WORK ITEM: Write out the line that contains "Note: in this drill the class marks the soldier", then every following line to the end of the records below, with no other lines and no changes.

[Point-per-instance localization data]
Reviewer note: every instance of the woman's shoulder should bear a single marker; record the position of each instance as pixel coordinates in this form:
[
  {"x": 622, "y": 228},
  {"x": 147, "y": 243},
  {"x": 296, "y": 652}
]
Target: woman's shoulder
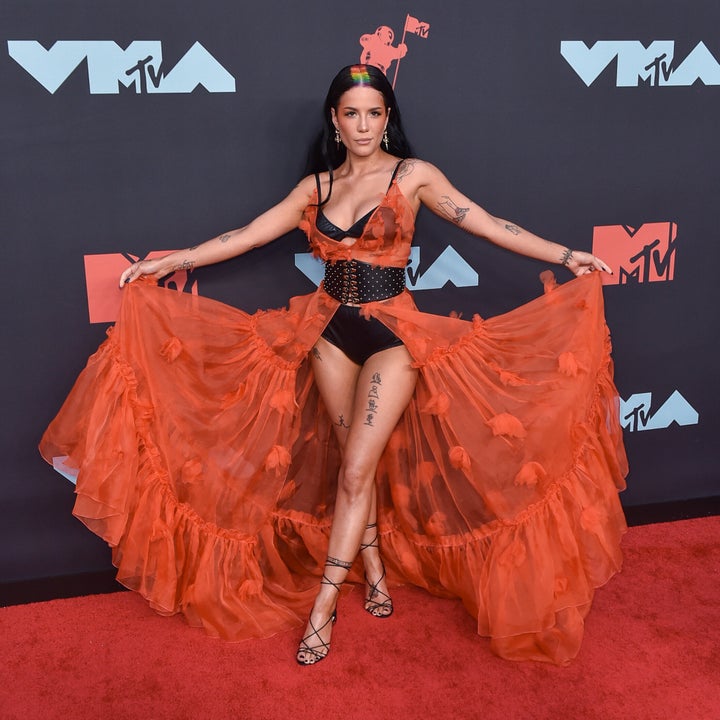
[{"x": 415, "y": 172}]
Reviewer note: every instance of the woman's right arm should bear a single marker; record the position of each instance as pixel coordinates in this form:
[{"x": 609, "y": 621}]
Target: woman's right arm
[{"x": 272, "y": 224}]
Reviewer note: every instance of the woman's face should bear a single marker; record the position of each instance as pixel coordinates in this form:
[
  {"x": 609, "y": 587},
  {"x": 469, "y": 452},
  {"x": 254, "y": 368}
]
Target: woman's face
[{"x": 361, "y": 118}]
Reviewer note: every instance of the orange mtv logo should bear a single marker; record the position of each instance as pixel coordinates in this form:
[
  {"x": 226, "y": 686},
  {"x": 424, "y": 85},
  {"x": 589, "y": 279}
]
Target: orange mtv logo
[
  {"x": 102, "y": 273},
  {"x": 637, "y": 256}
]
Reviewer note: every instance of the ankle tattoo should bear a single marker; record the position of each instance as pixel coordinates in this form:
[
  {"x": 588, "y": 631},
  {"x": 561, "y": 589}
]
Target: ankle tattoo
[{"x": 335, "y": 562}]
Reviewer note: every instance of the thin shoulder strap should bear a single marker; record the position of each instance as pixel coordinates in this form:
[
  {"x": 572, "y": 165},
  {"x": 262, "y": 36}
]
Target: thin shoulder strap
[
  {"x": 319, "y": 187},
  {"x": 397, "y": 167}
]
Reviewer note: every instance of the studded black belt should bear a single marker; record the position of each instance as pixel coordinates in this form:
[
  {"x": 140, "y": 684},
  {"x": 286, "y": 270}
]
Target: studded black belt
[{"x": 352, "y": 282}]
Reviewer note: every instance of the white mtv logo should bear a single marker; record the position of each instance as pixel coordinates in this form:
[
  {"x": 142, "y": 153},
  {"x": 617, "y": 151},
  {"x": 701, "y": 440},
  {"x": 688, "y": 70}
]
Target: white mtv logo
[
  {"x": 108, "y": 65},
  {"x": 449, "y": 267},
  {"x": 635, "y": 412},
  {"x": 636, "y": 62}
]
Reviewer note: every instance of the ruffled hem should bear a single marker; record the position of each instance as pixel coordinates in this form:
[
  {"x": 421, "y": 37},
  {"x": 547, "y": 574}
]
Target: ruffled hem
[{"x": 221, "y": 509}]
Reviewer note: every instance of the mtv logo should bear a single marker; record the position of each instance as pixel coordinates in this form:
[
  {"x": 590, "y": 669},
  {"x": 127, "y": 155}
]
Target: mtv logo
[
  {"x": 637, "y": 256},
  {"x": 449, "y": 267},
  {"x": 636, "y": 412},
  {"x": 102, "y": 274}
]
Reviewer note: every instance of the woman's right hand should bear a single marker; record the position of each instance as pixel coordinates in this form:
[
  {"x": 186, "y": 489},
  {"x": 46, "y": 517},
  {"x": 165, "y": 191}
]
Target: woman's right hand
[{"x": 156, "y": 267}]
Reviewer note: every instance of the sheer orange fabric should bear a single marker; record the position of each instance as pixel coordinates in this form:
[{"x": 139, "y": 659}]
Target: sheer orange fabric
[{"x": 204, "y": 456}]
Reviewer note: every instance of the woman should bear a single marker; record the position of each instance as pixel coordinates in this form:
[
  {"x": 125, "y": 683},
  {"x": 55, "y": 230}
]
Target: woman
[{"x": 367, "y": 345}]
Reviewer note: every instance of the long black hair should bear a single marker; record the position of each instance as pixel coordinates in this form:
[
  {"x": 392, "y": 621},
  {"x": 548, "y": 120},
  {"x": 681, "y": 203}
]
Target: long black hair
[{"x": 324, "y": 152}]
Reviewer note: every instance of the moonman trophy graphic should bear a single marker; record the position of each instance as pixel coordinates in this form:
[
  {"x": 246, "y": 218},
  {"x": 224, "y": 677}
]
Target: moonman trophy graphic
[{"x": 378, "y": 50}]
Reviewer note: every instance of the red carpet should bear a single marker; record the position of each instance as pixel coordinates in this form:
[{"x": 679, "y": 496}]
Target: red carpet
[{"x": 651, "y": 651}]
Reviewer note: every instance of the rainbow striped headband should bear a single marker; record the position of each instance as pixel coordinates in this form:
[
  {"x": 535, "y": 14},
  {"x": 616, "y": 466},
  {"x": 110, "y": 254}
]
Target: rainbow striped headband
[{"x": 360, "y": 75}]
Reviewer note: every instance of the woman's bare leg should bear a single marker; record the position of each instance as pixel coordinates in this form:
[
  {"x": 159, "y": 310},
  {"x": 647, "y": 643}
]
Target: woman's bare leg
[{"x": 380, "y": 392}]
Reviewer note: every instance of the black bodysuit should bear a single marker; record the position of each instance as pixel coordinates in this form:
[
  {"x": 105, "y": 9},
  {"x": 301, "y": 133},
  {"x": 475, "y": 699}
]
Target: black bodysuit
[{"x": 359, "y": 338}]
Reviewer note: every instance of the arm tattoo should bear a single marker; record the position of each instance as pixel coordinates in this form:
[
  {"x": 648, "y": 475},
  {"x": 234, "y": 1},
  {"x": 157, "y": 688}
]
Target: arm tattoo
[
  {"x": 451, "y": 211},
  {"x": 405, "y": 169},
  {"x": 185, "y": 265},
  {"x": 566, "y": 257}
]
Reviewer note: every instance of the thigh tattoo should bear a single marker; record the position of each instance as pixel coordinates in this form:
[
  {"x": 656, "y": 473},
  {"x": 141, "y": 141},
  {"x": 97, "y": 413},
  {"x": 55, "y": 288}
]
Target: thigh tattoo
[{"x": 372, "y": 400}]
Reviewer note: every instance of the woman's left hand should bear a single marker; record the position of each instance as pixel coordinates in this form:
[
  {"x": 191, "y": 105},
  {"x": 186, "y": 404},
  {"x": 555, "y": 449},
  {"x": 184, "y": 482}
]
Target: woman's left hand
[{"x": 581, "y": 263}]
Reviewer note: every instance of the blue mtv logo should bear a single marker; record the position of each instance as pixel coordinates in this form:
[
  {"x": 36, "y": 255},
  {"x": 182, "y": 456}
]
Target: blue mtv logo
[
  {"x": 655, "y": 64},
  {"x": 449, "y": 267},
  {"x": 139, "y": 66},
  {"x": 636, "y": 412}
]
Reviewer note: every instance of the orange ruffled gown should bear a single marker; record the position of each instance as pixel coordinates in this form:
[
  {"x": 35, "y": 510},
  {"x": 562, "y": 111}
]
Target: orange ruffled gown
[{"x": 205, "y": 458}]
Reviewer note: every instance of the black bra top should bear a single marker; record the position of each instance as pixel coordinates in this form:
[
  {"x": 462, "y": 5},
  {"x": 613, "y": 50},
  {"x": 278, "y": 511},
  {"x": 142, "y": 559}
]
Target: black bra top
[
  {"x": 335, "y": 233},
  {"x": 329, "y": 229}
]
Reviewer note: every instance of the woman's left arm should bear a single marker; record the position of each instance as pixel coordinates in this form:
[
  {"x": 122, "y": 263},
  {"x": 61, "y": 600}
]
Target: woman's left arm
[{"x": 435, "y": 191}]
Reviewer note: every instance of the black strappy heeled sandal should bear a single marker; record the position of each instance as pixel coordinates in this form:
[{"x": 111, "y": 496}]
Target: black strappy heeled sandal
[
  {"x": 379, "y": 608},
  {"x": 308, "y": 654}
]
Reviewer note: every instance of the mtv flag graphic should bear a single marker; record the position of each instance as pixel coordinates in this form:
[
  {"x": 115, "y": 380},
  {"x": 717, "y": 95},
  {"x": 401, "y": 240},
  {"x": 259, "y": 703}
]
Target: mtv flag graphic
[{"x": 642, "y": 255}]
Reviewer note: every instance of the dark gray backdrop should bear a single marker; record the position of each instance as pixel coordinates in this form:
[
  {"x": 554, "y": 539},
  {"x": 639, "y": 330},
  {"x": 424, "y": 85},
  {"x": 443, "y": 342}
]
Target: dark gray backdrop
[{"x": 486, "y": 95}]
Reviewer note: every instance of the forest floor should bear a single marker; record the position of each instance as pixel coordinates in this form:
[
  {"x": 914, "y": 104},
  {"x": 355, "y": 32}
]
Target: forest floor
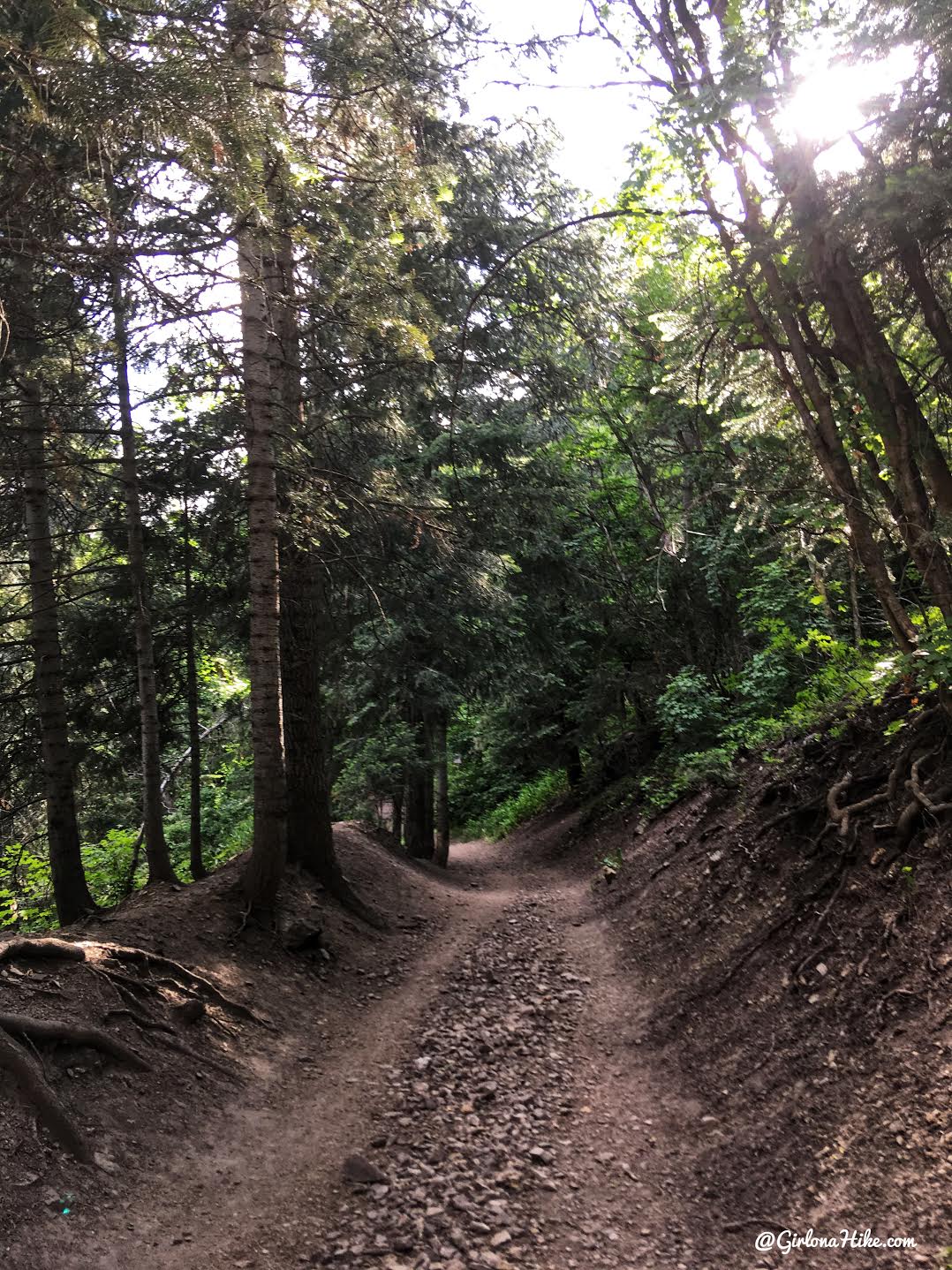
[{"x": 479, "y": 1089}]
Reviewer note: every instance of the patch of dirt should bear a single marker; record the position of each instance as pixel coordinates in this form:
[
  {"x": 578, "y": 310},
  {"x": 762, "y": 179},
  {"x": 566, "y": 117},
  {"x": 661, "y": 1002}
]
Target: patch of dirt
[
  {"x": 136, "y": 1122},
  {"x": 794, "y": 982},
  {"x": 746, "y": 1032}
]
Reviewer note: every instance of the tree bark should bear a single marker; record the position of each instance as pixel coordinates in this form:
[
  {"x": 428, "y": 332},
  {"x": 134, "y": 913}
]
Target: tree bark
[
  {"x": 440, "y": 745},
  {"x": 397, "y": 826},
  {"x": 156, "y": 849},
  {"x": 194, "y": 729},
  {"x": 70, "y": 890},
  {"x": 264, "y": 304},
  {"x": 572, "y": 767},
  {"x": 815, "y": 413},
  {"x": 310, "y": 835},
  {"x": 419, "y": 798}
]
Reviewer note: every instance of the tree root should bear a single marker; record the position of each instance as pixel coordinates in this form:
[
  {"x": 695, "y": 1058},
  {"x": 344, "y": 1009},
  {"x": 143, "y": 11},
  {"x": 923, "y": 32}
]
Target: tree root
[
  {"x": 49, "y": 1110},
  {"x": 76, "y": 1034},
  {"x": 140, "y": 1020},
  {"x": 177, "y": 1046},
  {"x": 25, "y": 948},
  {"x": 167, "y": 1037},
  {"x": 189, "y": 979}
]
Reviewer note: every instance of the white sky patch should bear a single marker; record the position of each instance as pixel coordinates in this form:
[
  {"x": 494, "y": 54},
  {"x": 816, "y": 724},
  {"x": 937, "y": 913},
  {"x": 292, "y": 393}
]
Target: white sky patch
[
  {"x": 836, "y": 98},
  {"x": 597, "y": 124}
]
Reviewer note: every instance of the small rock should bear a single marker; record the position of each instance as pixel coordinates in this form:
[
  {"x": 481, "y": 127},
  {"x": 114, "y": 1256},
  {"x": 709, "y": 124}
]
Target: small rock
[{"x": 357, "y": 1168}]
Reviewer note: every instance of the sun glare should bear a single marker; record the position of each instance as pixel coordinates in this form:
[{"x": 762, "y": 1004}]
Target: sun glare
[{"x": 835, "y": 99}]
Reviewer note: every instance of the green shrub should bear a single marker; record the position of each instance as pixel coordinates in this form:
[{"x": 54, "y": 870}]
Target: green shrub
[
  {"x": 531, "y": 799},
  {"x": 691, "y": 709}
]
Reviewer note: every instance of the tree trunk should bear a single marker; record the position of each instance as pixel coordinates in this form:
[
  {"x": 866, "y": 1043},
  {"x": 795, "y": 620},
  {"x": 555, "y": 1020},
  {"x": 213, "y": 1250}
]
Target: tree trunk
[
  {"x": 572, "y": 767},
  {"x": 156, "y": 850},
  {"x": 266, "y": 312},
  {"x": 397, "y": 826},
  {"x": 855, "y": 601},
  {"x": 440, "y": 745},
  {"x": 261, "y": 382},
  {"x": 419, "y": 799},
  {"x": 70, "y": 889},
  {"x": 310, "y": 835},
  {"x": 861, "y": 343},
  {"x": 816, "y": 414},
  {"x": 194, "y": 730}
]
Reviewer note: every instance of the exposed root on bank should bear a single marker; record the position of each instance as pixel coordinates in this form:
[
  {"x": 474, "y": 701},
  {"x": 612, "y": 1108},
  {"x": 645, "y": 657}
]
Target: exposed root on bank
[
  {"x": 34, "y": 1091},
  {"x": 128, "y": 971}
]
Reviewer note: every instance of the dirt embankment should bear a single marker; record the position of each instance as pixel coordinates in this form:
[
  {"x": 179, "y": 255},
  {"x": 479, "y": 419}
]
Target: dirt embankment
[
  {"x": 749, "y": 1032},
  {"x": 792, "y": 942},
  {"x": 218, "y": 1018}
]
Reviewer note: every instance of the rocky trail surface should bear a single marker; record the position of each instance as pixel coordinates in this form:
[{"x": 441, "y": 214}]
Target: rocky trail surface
[
  {"x": 466, "y": 1107},
  {"x": 476, "y": 1090}
]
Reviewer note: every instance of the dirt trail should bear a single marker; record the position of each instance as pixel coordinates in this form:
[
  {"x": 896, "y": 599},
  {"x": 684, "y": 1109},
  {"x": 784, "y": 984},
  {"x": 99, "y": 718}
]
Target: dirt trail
[{"x": 494, "y": 1086}]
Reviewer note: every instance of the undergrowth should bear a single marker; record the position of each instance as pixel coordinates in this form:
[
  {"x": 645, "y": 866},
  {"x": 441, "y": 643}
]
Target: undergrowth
[{"x": 530, "y": 800}]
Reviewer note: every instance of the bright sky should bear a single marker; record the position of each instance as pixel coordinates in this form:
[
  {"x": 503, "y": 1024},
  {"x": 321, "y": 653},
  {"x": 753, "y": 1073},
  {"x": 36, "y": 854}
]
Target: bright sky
[
  {"x": 600, "y": 124},
  {"x": 597, "y": 125}
]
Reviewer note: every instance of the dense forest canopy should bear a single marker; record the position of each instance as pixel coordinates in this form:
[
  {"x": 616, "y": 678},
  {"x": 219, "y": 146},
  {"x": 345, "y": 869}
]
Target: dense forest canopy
[{"x": 357, "y": 465}]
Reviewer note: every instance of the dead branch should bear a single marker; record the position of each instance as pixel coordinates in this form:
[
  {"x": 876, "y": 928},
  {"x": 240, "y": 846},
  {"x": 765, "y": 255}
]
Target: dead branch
[
  {"x": 841, "y": 815},
  {"x": 896, "y": 992},
  {"x": 173, "y": 1043}
]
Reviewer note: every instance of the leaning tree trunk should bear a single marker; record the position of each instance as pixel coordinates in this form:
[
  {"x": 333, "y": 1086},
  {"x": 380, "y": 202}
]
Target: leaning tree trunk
[
  {"x": 419, "y": 797},
  {"x": 154, "y": 834},
  {"x": 397, "y": 823},
  {"x": 261, "y": 382},
  {"x": 259, "y": 34},
  {"x": 310, "y": 832},
  {"x": 70, "y": 889},
  {"x": 194, "y": 729},
  {"x": 815, "y": 409},
  {"x": 442, "y": 804}
]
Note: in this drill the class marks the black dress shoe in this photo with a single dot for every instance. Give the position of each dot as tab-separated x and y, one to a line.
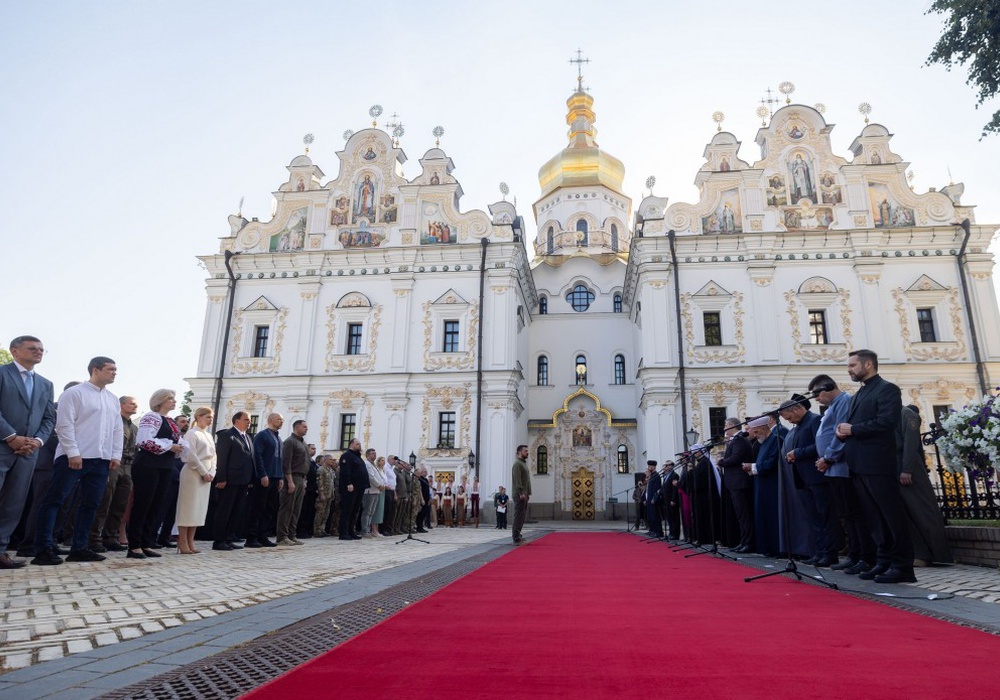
873	572
47	557
897	575
7	563
85	555
858	568
846	564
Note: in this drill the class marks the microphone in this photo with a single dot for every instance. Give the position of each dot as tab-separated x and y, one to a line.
829	386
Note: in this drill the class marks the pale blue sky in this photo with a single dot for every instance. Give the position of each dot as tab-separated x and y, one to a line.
130	130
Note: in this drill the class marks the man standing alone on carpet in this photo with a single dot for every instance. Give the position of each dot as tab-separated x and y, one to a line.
521	486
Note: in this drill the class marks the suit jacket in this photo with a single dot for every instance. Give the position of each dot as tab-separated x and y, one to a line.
874	416
653	488
19	416
737	452
235	458
802	439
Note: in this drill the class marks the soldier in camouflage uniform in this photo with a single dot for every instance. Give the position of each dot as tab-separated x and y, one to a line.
326	490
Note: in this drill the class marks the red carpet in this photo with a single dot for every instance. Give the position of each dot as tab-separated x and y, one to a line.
594	615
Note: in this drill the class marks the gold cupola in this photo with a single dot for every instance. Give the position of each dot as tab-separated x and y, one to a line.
581	163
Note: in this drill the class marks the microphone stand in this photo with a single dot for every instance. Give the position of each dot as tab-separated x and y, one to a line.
790	566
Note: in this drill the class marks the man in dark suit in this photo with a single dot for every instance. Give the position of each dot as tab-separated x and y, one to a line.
738	482
235	469
869	436
812	488
654	496
27	417
349	486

TASK SOLUTION:
Note: in this drill the class marks the soldier in camouflage uniform in this photo with a single dot for every instance. Give the position of each dot as tab-separated x and y, one to a line.
326	490
Note: in this drill the class marks the red carpet in this photo with a single dot for every instance. Give the position of each dot as tab-separated x and y, one to a line.
594	615
Note: in this drill the class marks the gold cupola in this photo with a single dot for every instance. Give the position of each dot as tab-separated x and y, one to a line.
581	163
Note: in this drill the class marks the microphone stand in this photo with a single dot for every instance. Give the position of each dot as tab-separated x and y, one to a line.
790	566
Note: in this drill the class marks the man in dark suit in this photo with a single dot for every instance. Give the position of each dot as tab-separated x and y, one to a line.
738	482
235	469
869	436
812	488
654	496
27	417
349	486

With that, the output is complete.